Natural language region descriptions

☆ ☆ ☆ ☆ ☆

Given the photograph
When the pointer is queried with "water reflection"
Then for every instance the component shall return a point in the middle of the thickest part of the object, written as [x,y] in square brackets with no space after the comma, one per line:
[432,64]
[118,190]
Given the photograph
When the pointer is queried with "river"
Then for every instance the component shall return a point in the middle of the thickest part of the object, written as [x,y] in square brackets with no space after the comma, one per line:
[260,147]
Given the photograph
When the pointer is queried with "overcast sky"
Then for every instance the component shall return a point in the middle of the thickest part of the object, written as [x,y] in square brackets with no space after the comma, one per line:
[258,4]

☆ ☆ ☆ ☆ ☆

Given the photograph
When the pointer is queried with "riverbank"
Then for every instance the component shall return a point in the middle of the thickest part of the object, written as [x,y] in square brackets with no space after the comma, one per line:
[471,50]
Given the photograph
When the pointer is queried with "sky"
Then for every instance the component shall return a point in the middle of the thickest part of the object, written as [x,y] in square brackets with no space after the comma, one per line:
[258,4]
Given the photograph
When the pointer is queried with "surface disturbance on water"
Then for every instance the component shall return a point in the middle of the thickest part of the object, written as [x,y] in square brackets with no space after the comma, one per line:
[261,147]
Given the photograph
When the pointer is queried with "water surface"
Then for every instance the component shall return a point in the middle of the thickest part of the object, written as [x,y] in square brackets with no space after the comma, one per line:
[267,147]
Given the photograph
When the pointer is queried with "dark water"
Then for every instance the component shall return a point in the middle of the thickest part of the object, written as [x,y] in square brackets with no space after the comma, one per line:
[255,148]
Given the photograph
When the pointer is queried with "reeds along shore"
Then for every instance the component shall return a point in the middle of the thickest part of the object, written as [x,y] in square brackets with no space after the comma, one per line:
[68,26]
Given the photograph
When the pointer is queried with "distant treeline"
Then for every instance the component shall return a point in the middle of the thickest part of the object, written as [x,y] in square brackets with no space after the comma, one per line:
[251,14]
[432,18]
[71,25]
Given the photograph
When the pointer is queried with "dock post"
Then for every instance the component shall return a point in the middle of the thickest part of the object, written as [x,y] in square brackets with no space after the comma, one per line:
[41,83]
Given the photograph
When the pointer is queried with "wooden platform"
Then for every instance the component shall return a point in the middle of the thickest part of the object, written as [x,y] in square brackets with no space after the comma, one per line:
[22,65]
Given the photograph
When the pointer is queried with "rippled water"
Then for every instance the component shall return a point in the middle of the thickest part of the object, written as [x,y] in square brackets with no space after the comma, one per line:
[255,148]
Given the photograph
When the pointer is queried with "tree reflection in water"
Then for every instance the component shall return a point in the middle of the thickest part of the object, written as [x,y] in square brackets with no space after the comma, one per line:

☆ ☆ ☆ ☆ ☆

= Your goal =
Using the records given above, list every line that includes the word "water".

= Output of the task =
When the pointer is queried with "water reflection"
When the pointer is queried with "surface disturbance on water"
When the pointer is queried with "water surface"
When the pointer is queried with "dark water"
When the pointer is queried with "rippled water"
When the pointer is queried with "tree reflection in water"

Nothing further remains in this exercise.